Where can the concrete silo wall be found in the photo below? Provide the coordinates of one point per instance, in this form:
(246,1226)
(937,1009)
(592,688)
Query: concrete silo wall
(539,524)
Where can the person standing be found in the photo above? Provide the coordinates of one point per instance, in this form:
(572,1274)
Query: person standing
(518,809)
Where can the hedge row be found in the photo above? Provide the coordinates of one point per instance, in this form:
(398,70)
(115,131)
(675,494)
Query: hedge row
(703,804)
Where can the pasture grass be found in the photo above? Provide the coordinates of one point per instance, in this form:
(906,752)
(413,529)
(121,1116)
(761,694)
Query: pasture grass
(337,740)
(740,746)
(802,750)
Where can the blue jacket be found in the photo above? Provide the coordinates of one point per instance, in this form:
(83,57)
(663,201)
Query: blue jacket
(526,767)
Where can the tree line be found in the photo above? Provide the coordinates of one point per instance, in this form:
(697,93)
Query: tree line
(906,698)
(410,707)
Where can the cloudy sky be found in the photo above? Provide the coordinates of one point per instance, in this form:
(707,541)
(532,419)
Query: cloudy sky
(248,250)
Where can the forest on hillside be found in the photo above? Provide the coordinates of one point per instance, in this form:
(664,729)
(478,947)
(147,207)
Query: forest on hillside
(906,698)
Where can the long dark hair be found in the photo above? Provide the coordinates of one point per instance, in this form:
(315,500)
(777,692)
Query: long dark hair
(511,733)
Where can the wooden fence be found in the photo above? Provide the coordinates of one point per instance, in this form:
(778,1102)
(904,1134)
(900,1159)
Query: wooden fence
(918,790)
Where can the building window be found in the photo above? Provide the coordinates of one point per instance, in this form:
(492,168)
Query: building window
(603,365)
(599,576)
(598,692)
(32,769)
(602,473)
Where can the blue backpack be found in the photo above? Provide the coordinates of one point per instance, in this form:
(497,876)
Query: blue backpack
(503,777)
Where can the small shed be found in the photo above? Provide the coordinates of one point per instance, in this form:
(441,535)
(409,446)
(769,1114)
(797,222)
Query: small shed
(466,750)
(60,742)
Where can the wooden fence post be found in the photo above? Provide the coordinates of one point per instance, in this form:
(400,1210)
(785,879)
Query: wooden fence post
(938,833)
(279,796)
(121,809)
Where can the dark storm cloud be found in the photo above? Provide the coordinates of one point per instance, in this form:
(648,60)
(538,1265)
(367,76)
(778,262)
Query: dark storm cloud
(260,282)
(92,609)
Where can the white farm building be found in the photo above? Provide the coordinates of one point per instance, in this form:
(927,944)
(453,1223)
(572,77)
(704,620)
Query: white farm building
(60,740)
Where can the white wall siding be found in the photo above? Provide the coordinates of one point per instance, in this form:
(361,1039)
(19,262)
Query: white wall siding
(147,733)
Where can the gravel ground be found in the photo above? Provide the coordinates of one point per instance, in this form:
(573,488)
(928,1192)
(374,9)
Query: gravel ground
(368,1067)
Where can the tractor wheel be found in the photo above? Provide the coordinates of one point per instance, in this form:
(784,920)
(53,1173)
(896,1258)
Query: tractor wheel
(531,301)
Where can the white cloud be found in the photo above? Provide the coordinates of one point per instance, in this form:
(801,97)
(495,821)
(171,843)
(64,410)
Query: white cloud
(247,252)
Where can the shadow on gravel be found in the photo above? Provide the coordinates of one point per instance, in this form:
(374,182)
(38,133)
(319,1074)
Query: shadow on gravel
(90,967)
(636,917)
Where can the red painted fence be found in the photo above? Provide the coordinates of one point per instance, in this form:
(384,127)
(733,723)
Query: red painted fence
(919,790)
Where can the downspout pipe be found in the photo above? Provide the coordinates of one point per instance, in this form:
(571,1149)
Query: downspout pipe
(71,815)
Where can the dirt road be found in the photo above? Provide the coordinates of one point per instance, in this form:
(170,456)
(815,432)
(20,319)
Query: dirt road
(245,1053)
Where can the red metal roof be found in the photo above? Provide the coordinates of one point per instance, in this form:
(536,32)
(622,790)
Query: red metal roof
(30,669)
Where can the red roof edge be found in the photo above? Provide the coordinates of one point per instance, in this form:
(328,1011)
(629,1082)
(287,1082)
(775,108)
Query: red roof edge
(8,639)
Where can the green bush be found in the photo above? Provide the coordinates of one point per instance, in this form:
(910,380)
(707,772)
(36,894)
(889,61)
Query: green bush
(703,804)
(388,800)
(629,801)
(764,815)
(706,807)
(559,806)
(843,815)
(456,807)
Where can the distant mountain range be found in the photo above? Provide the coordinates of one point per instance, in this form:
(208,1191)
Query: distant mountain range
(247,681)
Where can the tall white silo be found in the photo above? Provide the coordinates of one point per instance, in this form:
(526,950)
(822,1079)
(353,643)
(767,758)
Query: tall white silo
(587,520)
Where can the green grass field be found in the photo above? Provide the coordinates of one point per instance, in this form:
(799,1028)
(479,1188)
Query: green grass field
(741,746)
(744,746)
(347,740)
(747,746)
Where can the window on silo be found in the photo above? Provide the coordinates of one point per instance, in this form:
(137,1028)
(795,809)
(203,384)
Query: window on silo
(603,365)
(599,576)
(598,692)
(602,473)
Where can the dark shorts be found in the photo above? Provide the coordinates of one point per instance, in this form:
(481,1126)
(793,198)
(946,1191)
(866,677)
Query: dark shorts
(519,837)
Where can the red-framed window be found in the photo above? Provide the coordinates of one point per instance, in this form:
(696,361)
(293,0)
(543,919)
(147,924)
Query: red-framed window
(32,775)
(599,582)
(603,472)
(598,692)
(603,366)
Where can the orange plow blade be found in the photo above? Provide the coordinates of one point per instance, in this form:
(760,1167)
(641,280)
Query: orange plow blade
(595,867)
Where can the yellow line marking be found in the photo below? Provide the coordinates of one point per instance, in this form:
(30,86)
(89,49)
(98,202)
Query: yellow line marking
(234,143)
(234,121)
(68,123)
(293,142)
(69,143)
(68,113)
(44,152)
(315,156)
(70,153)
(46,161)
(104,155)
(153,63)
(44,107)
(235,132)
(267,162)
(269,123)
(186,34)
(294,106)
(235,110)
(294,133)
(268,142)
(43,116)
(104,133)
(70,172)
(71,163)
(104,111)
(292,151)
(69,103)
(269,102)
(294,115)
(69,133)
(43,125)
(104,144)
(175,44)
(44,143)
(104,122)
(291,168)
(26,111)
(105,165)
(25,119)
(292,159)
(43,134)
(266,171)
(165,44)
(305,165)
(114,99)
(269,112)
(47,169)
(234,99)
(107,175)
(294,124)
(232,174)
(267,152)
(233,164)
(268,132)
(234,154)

■ **WHAT YOU NEED TO DO**:
Exactly as written, please output every entry.

■ **RESULT OF THE EXERCISE**:
Where can the concrete silo wall be found in the photo below? Provide the coordinates of one point per instance, in this form:
(246,1226)
(937,1009)
(592,688)
Query: concrete silo wall
(539,524)
Where can the person standing be found in the photo above? Provide the coordinates of one point per instance, in this form:
(572,1274)
Query: person standing
(518,809)
Where can the hedge row be found in the photo above? Provide the coordinates of one point per instance, in this form:
(398,70)
(115,131)
(675,494)
Query: hedge row
(703,804)
Where can the pasture grass be found in the photo above? Provide the coordinates of one point per instance, in this form:
(906,752)
(413,529)
(121,1116)
(761,694)
Query: pasture grass
(337,740)
(740,746)
(802,750)
Where can the blue jacket be found in the photo above? Provide the coordinates of one point per instance, in this form:
(83,57)
(663,201)
Query: blue jacket
(526,767)
Where can the tree line be found in the photo above? Provide the coordinates of one point per instance, in this form:
(697,93)
Query: tree line
(906,698)
(410,707)
Where can the cloudy sky be found in the photo above? Provide the coordinates of one point per instance, in this form:
(707,541)
(532,419)
Query: cloudy sky
(248,250)
Where can the forest on hillside be found in the photo above? Provide the coordinates of one point per instance, in this form:
(664,729)
(478,947)
(147,207)
Query: forest on hillside
(906,698)
Where can the long dark hair be found in the photo above? Provide the coordinates of one point per instance, in this form:
(315,500)
(777,692)
Query: long dark hair
(511,733)
Where can the wooden fence be found in the photo above? Provide the coordinates of one point per instance, in this form:
(778,1102)
(904,1134)
(900,1159)
Query: wooden fence
(918,790)
Where can the building window be found in the photo above? Provide the coordinates of one point per instance, in this form:
(492,168)
Query: building window
(603,365)
(599,576)
(598,692)
(32,769)
(602,473)
Where can the blue backpack be found in the photo above? Provide the coordinates of one point per instance, in this form:
(497,876)
Query: blue backpack
(503,777)
Where can the small shed be found in the photo above? Provide the coordinates of one point per instance, in this form:
(441,535)
(409,446)
(769,1114)
(797,222)
Query: small shed
(466,750)
(60,742)
Where can the wooden fence post be found in the photo above? Provide the coordinates of one point per instance, in this form:
(400,1210)
(785,879)
Query: wooden fence post
(938,833)
(279,796)
(121,809)
Where can the dark storm cloud be found in the photo above? Provide the coordinates of one point per instance, in this form:
(648,60)
(538,1265)
(367,76)
(778,262)
Query: dark storm cloud
(260,282)
(92,609)
Where can the white farm building be found in the photo above? Provide the coordinates of one point per instance, in this form:
(927,944)
(453,1223)
(572,77)
(704,620)
Query: white farm building
(60,740)
Where can the white wall siding be found in the photo above? Provide the coordinates of one point per instance, in this form:
(361,1039)
(19,262)
Query: white wall siding
(147,733)
Where can the gravel ground be found in the photo above? Provide the coordinates of one point per instance, in this form:
(573,488)
(928,1192)
(374,9)
Query: gravel ground
(368,1067)
Where can the tractor wheel be found in the photo above? Provide the coordinates of one point per instance, in this form:
(784,920)
(53,1173)
(896,1258)
Query: tractor wheel
(531,301)
Where can the white cloud be found in the photo above? Provide the coordinates of one point per instance, in this form:
(801,97)
(495,821)
(171,843)
(64,410)
Query: white cloud
(247,252)
Where can the shadow on gravel be found in the photo above? Provide the coordinates of one point per instance, in this form:
(374,182)
(38,133)
(319,1074)
Query: shadow on gravel
(90,967)
(636,917)
Where can the red painted fence be found in the photo above? Provide the coordinates of one point per instance, in this form:
(384,127)
(733,723)
Query: red painted fence
(919,790)
Where can the downspout pipe be found in the photo above? Provide the coordinates of one point per instance, in this form:
(571,1149)
Query: downspout pipe
(71,815)
Where can the dirt road be found in the photo above? Provide the coordinates of one point per instance, in this form:
(170,456)
(815,432)
(20,319)
Query: dirt road
(245,1053)
Where can the red metal roof be found in the photo above? Provide the coordinates of one point per instance, in this form:
(536,32)
(622,790)
Query: red metal roof
(30,669)
Where can the red roof edge be found in the photo above? Provide the coordinates of one point per instance, in this form:
(328,1011)
(629,1082)
(287,1082)
(775,108)
Query: red roof edge
(8,639)
Where can the green bush be found in the photo above? Provide the coordinates of one point per instance, in this form:
(910,380)
(707,772)
(36,894)
(889,61)
Query: green bush
(703,804)
(388,800)
(629,801)
(764,815)
(706,807)
(559,806)
(843,815)
(456,807)
Where can the distant mountain range be found in the photo above? Provide the coordinates of one point per instance, in this form:
(208,1191)
Query: distant mountain range
(247,681)
Where can the tall white silo be found in the photo above? Provide the coordinates of one point per instance, in this form:
(526,950)
(822,1079)
(353,643)
(767,758)
Query: tall white silo
(587,520)
Where can the green grass field be found in the photo above? Provide the coordinates of one point per instance, in this form:
(799,1028)
(479,1188)
Query: green grass field
(741,746)
(744,746)
(347,740)
(747,746)
Where can the window on silo be found in the photo above? Provide the coordinates of one point per instance, in this form:
(137,1028)
(795,809)
(203,384)
Query: window on silo
(603,365)
(599,576)
(598,692)
(602,473)
Where can the dark shorts be found in the photo above? Provide the coordinates of one point per instance, in this form:
(481,1126)
(793,198)
(946,1191)
(866,677)
Query: dark shorts
(519,837)
Where can the red-framed window be found in the photo above? Provide the coordinates of one point per instance, in this form:
(696,361)
(293,0)
(543,919)
(147,924)
Query: red-framed window
(32,775)
(599,582)
(603,472)
(598,692)
(603,366)
Where can the orange plow blade be found in the photo above? Provide the coordinates of one point per instance, in this form:
(760,1167)
(641,280)
Query: orange plow blade
(595,867)
Where can the yellow line marking be found in the photo below? Provide the coordinates of one point per instance, in this form:
(30,86)
(89,49)
(98,202)
Query: yellow line marking
(234,143)
(234,121)
(68,123)
(293,142)
(69,143)
(68,113)
(44,152)
(315,156)
(70,153)
(46,161)
(104,155)
(153,63)
(44,107)
(235,132)
(267,162)
(269,123)
(186,34)
(294,106)
(235,110)
(294,133)
(268,142)
(43,116)
(104,133)
(70,172)
(71,163)
(104,111)
(292,151)
(69,103)
(269,102)
(294,115)
(69,133)
(43,125)
(104,144)
(175,44)
(44,143)
(104,122)
(291,168)
(26,111)
(105,165)
(25,119)
(292,159)
(43,134)
(266,171)
(165,44)
(305,165)
(114,99)
(269,112)
(47,169)
(234,99)
(107,175)
(294,124)
(232,174)
(267,152)
(233,164)
(268,132)
(234,154)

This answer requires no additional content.